╭─ PASSAGE FOURNI
Aussi, pour refroidir un peu l'enthousiasme collectif qui nous étreint aujourd'hui en ce début d'après-midi, (enthousiasme probablement dû à l'attrait de l'or que chacun espère pouvoir apprendre à fabriquer), je vais commencer cet exposé par une visite guidée des grimoires que contient notre laboratoire. En effet, il y a trois choses qu'il faut bien distinguer quand on parle d'apprentissage par enseignement. Ou, pour parler comme un alchimiste, trois catégories d'ingrédients à mettre dans la cornue si l'on veut espérer pouvoir réaliser la transmutation du plomb en or. Il faut nécessairement :

1. une pincée de théorie de l'expertise qui nous permettra de décrire comment les connaissances expertes et les savoir-faire d'un sujet bien entraîné sont organisés en mémoire;

2. une dose de théorie des processus d'acquisition qui nous donnera les clés pour comprendre comment ce même sujet a pu passer du stade de novice à celui d'expert;

3. une mesure pleine de théorie de l'intervention qui nous apprendra comment on peut modifier le cours de ces processus pour les accélérer ou tout au moins en améliorer le fonctionnement.

Vous avez sûrement reconnu là nos bastions théoriques familiers: psychologie cognitive et psychologie du développement, sciences de l'éducation et didactique. Dans une première partie, nous allons décrire comment chacun de ces domaines de référence a abordé la question du "transfert des connaissances". Nous verrons ainsi que ce concept peut prendre des significations fort différentes suivant les disciplines et qu'il est en fait intimement lié aux présupposés théoriques véhiculés par chacun de ces modèles. Dans un deuxième temps, nous aborderons des questions plus pratiques et j'essaierai de dégager un tableau d'ensemble des résultats expérimentaux les plus stables du domaine. Je terminerai cet exposé en proposant ma propre version sur la vraie nature de la "pierre".


Commençons par un peu de théorie...
╰─
╭─ LISTE
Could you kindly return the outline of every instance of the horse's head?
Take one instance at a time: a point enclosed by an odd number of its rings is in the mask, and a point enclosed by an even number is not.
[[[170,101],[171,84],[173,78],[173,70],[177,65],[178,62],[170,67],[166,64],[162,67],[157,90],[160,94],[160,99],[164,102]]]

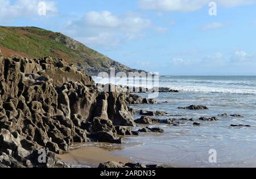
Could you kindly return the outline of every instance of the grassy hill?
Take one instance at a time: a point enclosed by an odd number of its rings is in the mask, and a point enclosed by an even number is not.
[[[91,75],[109,72],[110,67],[115,67],[117,73],[142,71],[113,61],[60,33],[37,27],[0,26],[0,49],[8,57],[63,58],[84,68]]]

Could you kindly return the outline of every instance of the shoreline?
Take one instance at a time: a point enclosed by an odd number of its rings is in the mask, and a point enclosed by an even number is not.
[[[134,162],[128,157],[113,154],[106,150],[93,146],[81,146],[72,149],[65,154],[57,155],[57,157],[72,167],[89,168],[97,168],[100,163],[110,161],[123,164]]]

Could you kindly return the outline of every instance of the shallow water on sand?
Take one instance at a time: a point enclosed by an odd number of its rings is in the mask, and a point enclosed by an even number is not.
[[[168,164],[184,167],[256,167],[256,77],[167,76],[160,86],[180,90],[177,93],[160,93],[158,104],[132,106],[135,109],[165,111],[170,116],[160,118],[193,118],[179,126],[156,125],[164,130],[160,135],[142,134],[125,139],[115,154],[131,157],[139,162]],[[147,94],[139,94],[147,97]],[[164,102],[164,103],[163,103]],[[209,110],[177,109],[190,105],[204,105]],[[200,117],[218,117],[216,122],[200,121]],[[232,117],[239,114],[243,117]],[[134,116],[135,118],[139,118]],[[250,127],[231,127],[231,124]],[[209,151],[217,152],[217,163],[209,162]]]

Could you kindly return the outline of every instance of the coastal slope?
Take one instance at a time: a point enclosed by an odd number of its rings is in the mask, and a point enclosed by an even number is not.
[[[0,26],[0,50],[6,57],[40,58],[52,56],[65,59],[89,75],[100,72],[142,72],[131,69],[61,33],[37,27]]]

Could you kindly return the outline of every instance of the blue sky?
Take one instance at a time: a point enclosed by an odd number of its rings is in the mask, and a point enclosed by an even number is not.
[[[0,0],[2,25],[60,32],[133,68],[162,75],[256,75],[256,2]]]

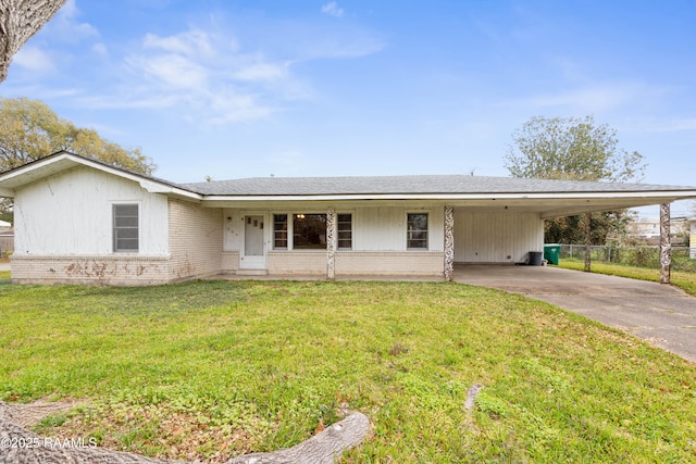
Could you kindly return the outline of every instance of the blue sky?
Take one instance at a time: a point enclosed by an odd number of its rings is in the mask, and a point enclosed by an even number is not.
[[[644,181],[696,185],[694,24],[691,0],[70,0],[0,96],[172,181],[507,176],[530,117],[592,114]]]

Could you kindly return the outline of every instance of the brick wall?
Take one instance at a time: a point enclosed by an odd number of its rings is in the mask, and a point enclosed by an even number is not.
[[[442,251],[337,251],[336,277],[351,275],[443,276]]]
[[[326,251],[269,251],[270,275],[326,276]]]
[[[169,281],[167,256],[13,255],[15,284],[156,285]]]
[[[222,210],[170,198],[170,278],[204,277],[222,269]]]
[[[234,274],[239,268],[239,252],[223,251],[221,255],[220,271],[227,274]]]

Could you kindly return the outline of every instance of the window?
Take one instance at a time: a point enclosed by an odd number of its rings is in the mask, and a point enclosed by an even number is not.
[[[293,215],[293,249],[326,249],[326,214]]]
[[[338,214],[337,220],[338,249],[350,250],[352,248],[352,215]]]
[[[113,251],[138,252],[138,205],[113,205]]]
[[[273,215],[273,248],[287,250],[287,214]]]
[[[406,247],[409,250],[427,250],[427,214],[409,213],[406,230]]]

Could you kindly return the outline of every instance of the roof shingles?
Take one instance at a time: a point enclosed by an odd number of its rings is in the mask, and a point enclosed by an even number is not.
[[[581,193],[696,190],[696,187],[648,184],[614,184],[464,175],[253,177],[182,184],[181,187],[206,196]]]

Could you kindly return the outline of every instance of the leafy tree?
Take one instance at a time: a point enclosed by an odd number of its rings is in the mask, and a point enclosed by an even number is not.
[[[145,156],[139,148],[126,149],[101,138],[94,129],[76,127],[38,100],[0,98],[0,172],[60,150],[147,175],[156,168],[152,160]],[[13,220],[9,199],[0,199],[0,217]]]
[[[643,155],[619,147],[617,131],[596,124],[593,116],[542,117],[527,121],[513,134],[505,166],[514,177],[568,180],[639,180]],[[632,216],[608,211],[584,216],[557,217],[545,224],[546,242],[605,244],[610,233],[624,234]],[[589,271],[588,252],[585,268]]]
[[[12,57],[65,4],[65,0],[0,0],[0,83]]]
[[[643,155],[620,148],[616,129],[593,116],[535,116],[513,142],[505,156],[513,177],[626,181],[641,179],[645,170]]]
[[[139,148],[126,149],[94,129],[76,127],[38,100],[0,98],[0,172],[60,150],[148,175],[156,168]]]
╰─
- [ÉNONCÉ 1]: D'après le passage fourni, quelle théorie permet de décrire l'organisation en mémoire des connaissances expertes et des savoir-faire d'un sujet bien entraîné ?
- [ÉNONCÉ 2]: Reproduisez, tel quel, le segment du passage fourni qui va de "2. une dose" jusqu'à "améliorer le fonctionnement.".

- [RÉSULTAT 1]: La théorie de l'expertise.

- [RÉSULTAT 2]:
2. une dose de théorie des processus d'acquisition qui nous donnera les clés pour comprendre comment ce même sujet a pu passer du stade de novice à celui d'expert;

3. une mesure pleine de théorie de l'intervention qui nous apprendra comment on peut modifier le cours de ces processus pour les accélérer ou tout au moins en améliorer le fonctionnement.